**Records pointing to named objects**
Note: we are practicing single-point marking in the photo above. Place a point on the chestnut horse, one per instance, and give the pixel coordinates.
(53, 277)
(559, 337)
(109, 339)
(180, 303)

**Given task**
Format every line of the material above as a JSON list of strings, one string per line, omitting any blank lines.

**Answer below**
[
  "Note: we are practicing single-point marking in the photo above. Place a point on the chestnut horse, one per instance, and give the pixel coordinates.",
  "(53, 277)",
  "(559, 337)",
  "(109, 339)",
  "(180, 303)"
]